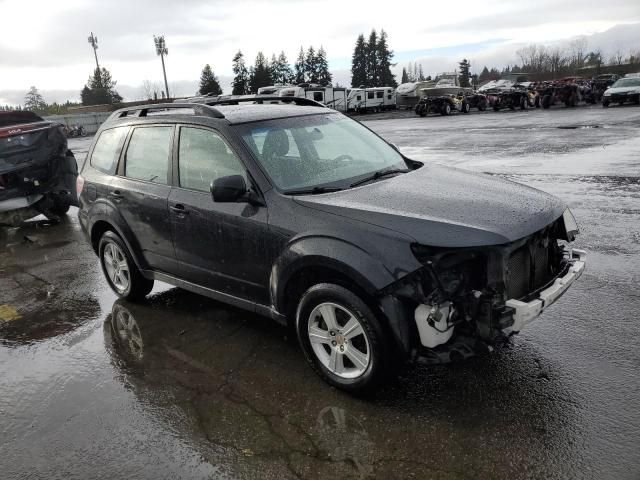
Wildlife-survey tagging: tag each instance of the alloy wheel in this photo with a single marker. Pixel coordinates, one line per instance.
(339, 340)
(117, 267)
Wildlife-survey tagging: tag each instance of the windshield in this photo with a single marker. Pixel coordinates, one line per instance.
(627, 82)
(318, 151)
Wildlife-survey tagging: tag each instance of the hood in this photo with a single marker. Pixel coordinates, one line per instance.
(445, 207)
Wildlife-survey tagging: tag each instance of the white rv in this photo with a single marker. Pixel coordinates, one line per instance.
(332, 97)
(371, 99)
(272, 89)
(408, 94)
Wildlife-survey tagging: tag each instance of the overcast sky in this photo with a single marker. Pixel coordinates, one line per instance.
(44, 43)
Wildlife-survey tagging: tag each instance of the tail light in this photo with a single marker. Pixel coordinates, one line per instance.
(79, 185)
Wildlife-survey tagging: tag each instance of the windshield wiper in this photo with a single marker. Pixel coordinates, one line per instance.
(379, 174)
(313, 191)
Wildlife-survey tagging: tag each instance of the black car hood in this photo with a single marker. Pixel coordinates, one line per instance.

==

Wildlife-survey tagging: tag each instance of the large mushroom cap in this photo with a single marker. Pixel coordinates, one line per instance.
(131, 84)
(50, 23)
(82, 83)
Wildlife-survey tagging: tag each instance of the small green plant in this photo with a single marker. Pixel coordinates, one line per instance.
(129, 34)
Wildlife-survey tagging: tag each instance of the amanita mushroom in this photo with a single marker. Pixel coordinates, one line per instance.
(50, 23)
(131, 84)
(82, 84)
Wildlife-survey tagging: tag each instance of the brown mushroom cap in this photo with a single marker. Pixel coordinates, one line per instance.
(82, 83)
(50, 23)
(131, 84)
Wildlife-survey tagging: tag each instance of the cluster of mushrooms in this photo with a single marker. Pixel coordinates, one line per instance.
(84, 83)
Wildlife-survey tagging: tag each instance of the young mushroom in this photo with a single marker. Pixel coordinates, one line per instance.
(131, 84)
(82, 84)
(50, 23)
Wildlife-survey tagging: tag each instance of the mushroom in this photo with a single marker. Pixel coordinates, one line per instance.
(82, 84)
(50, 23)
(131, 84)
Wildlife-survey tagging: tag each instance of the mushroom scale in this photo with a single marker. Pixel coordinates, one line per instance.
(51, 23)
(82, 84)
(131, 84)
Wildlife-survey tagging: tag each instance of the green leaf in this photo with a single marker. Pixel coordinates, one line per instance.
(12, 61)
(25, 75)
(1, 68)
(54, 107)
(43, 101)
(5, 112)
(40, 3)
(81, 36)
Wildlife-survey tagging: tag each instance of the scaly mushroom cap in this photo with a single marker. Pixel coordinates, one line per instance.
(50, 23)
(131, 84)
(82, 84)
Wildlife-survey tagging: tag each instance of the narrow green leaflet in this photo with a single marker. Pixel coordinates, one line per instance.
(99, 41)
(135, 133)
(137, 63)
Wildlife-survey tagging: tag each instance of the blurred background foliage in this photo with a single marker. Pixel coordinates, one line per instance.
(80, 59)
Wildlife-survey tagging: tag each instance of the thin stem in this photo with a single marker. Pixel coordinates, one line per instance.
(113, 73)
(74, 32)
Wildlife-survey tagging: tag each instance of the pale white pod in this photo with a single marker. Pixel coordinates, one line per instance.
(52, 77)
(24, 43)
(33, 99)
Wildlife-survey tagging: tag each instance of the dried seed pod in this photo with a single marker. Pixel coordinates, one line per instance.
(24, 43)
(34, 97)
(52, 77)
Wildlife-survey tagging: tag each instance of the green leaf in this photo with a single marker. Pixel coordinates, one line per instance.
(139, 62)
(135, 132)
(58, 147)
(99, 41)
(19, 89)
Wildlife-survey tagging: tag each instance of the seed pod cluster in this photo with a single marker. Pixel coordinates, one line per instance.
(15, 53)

--

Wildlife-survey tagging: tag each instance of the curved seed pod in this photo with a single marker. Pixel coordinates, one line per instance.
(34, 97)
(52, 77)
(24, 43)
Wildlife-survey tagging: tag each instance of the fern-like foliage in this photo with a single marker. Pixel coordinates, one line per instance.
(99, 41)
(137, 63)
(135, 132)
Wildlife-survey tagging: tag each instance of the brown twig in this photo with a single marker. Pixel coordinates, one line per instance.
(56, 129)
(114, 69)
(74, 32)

| Problem to solve |
Give back exactly the lines above starting at the line where "Wildlife-survey tagging: tag each instance of the white" appears and ending at the line where "Wildlife-survey tagging: tag each instance of the black" appears, both included, with no other lines.

| Expected output |
Wildlife-survey tagging: tag each instance of the white rv in this photo with a single marker. Pixel coordinates, one line per instance.
(332, 97)
(371, 99)
(272, 89)
(408, 94)
Wildlife-survey tagging: tag each instance of the overcast sky in this photo with a single marker. Pixel coordinates, one line per instance.
(44, 43)
Wildlife-survey tagging: tag each instance of the tail light in this photo with a single marker. Pixel coordinates, one line per instance.
(79, 185)
Wildlife-survey tagging: tag each instance of the windshield wiper in this photo with a single marker. Pixel coordinates, one line per instance.
(379, 174)
(313, 191)
Wildlife-survey tagging: tag each instance of the black car hood in this photo with a single marker. Pixel coordinates, one line per instance.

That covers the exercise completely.